Material provided »
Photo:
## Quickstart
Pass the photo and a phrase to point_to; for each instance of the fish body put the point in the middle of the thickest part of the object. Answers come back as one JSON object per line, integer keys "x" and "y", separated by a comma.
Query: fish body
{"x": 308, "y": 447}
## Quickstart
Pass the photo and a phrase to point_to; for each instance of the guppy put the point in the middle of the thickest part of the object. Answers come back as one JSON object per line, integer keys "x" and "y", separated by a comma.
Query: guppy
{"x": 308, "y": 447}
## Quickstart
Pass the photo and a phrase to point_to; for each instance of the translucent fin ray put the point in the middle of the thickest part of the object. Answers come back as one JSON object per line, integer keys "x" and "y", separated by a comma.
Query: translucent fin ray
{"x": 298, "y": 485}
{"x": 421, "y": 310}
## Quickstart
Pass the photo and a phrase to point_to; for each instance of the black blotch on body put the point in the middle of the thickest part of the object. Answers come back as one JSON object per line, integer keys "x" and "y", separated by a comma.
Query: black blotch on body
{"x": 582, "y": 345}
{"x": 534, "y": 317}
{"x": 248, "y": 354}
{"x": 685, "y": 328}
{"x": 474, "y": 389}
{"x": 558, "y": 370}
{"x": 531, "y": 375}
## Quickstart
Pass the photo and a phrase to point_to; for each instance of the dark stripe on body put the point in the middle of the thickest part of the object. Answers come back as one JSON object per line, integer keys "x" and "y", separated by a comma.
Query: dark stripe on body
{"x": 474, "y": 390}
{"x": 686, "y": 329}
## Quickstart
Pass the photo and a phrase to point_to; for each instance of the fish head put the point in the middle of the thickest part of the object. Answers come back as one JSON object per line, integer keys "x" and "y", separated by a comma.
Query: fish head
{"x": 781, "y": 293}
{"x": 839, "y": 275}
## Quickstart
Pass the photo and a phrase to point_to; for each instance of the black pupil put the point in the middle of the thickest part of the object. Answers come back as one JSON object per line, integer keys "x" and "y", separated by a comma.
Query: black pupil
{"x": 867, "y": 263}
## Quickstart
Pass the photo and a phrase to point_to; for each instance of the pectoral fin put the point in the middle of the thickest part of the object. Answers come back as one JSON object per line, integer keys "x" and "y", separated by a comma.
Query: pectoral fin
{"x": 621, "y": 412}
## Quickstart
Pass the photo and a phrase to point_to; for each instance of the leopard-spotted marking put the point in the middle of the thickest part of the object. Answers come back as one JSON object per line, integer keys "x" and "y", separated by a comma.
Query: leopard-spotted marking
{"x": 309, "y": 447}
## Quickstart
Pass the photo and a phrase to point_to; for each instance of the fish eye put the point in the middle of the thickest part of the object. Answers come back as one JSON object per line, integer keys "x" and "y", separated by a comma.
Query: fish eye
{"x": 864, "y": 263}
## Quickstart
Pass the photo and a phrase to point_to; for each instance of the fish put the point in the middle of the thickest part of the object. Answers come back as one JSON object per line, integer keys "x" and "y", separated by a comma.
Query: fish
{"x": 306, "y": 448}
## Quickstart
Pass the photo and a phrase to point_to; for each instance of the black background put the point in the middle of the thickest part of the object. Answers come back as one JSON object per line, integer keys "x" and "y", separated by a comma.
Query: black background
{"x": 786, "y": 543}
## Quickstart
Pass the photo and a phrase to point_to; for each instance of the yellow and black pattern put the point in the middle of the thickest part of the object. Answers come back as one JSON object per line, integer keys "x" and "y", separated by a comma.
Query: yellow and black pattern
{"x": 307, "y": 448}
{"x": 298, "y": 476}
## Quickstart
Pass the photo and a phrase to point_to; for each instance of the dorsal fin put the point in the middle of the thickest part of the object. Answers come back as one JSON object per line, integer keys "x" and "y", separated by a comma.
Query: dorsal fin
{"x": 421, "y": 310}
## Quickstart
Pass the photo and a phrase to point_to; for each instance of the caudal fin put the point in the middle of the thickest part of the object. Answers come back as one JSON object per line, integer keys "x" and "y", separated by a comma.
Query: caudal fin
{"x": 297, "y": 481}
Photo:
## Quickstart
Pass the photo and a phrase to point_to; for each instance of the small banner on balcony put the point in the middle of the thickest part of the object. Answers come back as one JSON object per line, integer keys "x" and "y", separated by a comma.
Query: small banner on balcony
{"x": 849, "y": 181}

What is expected »
Set out the complete listing exactly as shown.

Written reply »
Photo:
## Quickstart
Pass the photo and a phrase to point_to; for each instance of the fish body put the point in the middle of the thickest part of the object. Answers come back as one JSON object per line, integer keys "x" and "y", separated by a comma.
Query: fish body
{"x": 308, "y": 447}
## Quickstart
Pass the photo and a phrase to point_to; for each instance of the guppy put the point in the middle of the thickest part of the object. Answers come back as one JSON object per line, integer keys "x" and "y", separated by a comma.
Query: guppy
{"x": 308, "y": 447}
## Quickstart
Pass the photo and a phrase to point_to; for each instance of the translucent fin ray put the point in the middle of the thickest part of the object. Answers come back as one JSON object per line, integer keys "x" and "y", separated by a comma.
Query: translucent fin ray
{"x": 298, "y": 485}
{"x": 421, "y": 310}
## Quickstart
Pass the photo and a phrase to point_to; for each instance of the black blotch on body put the point in the middle of the thickest part of the object. Answers come back as one JSON object per line, integer keys "x" and "y", separated by a comma.
Query: black blotch on body
{"x": 582, "y": 345}
{"x": 534, "y": 317}
{"x": 248, "y": 354}
{"x": 685, "y": 328}
{"x": 474, "y": 389}
{"x": 558, "y": 370}
{"x": 531, "y": 375}
## Quickstart
Pass the photo and a phrase to point_to; for each instance of the dark stripe on body put the point in the middle of the thickest part of the object. Answers come back as one JSON object per line, integer keys "x" and "y", separated by a comma.
Query: dark stripe on body
{"x": 474, "y": 390}
{"x": 686, "y": 329}
## Quickstart
Pass the photo and a phrase to point_to; for each instance of the fish head put the point in the middle of the thickest part of the object. Answers come back as one JSON object per line, integer keys "x" and "y", separated by a comma.
Query: fish head
{"x": 781, "y": 293}
{"x": 839, "y": 275}
## Quickstart
Pass the photo and a phrase to point_to; for each instance of the black pupil put the point in the middle of the thickest part of the object. Answers come back as one JSON object per line, integer keys "x" and "y", separated by a comma.
Query: black pupil
{"x": 867, "y": 263}
## Quickstart
Pass the photo and a phrase to point_to; for each instance of the pectoral fin put the point in the middle of the thickest part of the object. Answers come back as one JSON object per line, integer keys "x" and "y", separated by a comma.
Query: pectoral fin
{"x": 621, "y": 412}
## Quickstart
Pass the photo and a phrase to point_to; for each instance of the leopard-spotted marking put the point in the middle of the thickest part of the object. Answers come back as one JSON object per line, integer keys "x" and "y", separated by a comma.
Query: leopard-spotted marking
{"x": 309, "y": 447}
## Quickstart
Pass the photo and a phrase to point_to; for each instance of the fish eye put the point in the middle of the thickest part of the object. Answers come back as one JSON object per line, integer keys "x" and "y", separated by a comma.
Query: fish eye
{"x": 864, "y": 263}
## Quickstart
Pass the photo and a phrase to point_to; for each instance of the fish put the point in the middle of the thickest part of the object. Answers come back as one JSON object per line, integer keys "x" and "y", separated by a comma.
Query: fish
{"x": 306, "y": 448}
## Quickstart
Pass the photo and a phrase to point_to; for each instance of the black background put the point in the middle of the thickest part of the object. Answers come back as one JSON object per line, integer keys "x" and "y", separated by a comma.
Query: black background
{"x": 786, "y": 543}
## Quickstart
Pass the photo and a phrase to point_to; for each instance of the yellow and black pattern put the point in the middle of the thickest part of the object. Answers come back as one JSON object per line, integer keys "x" and "y", separated by a comma.
Query: yellow and black pattern
{"x": 307, "y": 448}
{"x": 298, "y": 476}
## Quickstart
Pass the photo and a phrase to point_to; for each instance of the dorsal fin put the point in the middle of the thickest part of the object. Answers come back as one JSON object per line, integer keys "x" and "y", separated by a comma.
Query: dorsal fin
{"x": 421, "y": 310}
## Quickstart
Pass the photo and a phrase to point_to; for each instance of the caudal fin put the point in the middle of the thickest part of the object. Answers come back as one JSON object per line, integer keys "x" and "y", separated by a comma.
Query: caudal fin
{"x": 297, "y": 481}
Photo:
## Quickstart
Pass the photo and a phrase to point_to; for each instance of the small banner on balcony put the point in the middle of the thickest part of the object. Answers come back as one JSON object per line, integer keys "x" and "y", separated by a comma.
Query: small banner on balcony
{"x": 849, "y": 181}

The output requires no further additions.